* Given exercise: Rewrite every line of the records below in full, shifting each pixel coordinate in the answers by adding 111 to both of its numbers and changing no other numbers. Leave the pictures out.

>> begin Excerpted data

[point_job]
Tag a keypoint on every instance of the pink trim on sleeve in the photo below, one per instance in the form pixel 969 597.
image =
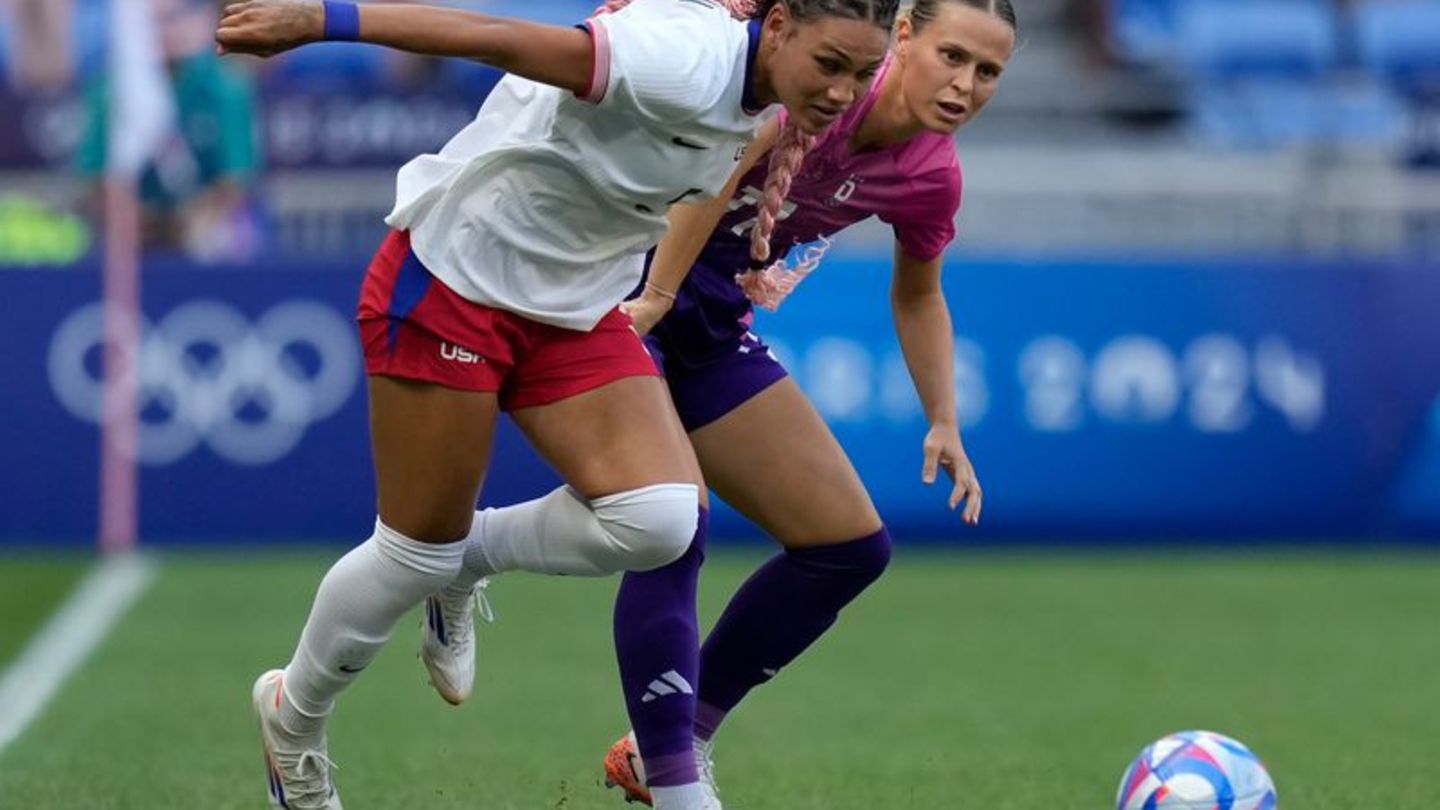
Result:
pixel 601 62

>> end Excerpted data

* The answer:
[point_job]
Tag a keypoint on every instance of the pink trim on sleeve in the photo below, one per instance in the form pixel 969 597.
image =
Result:
pixel 712 173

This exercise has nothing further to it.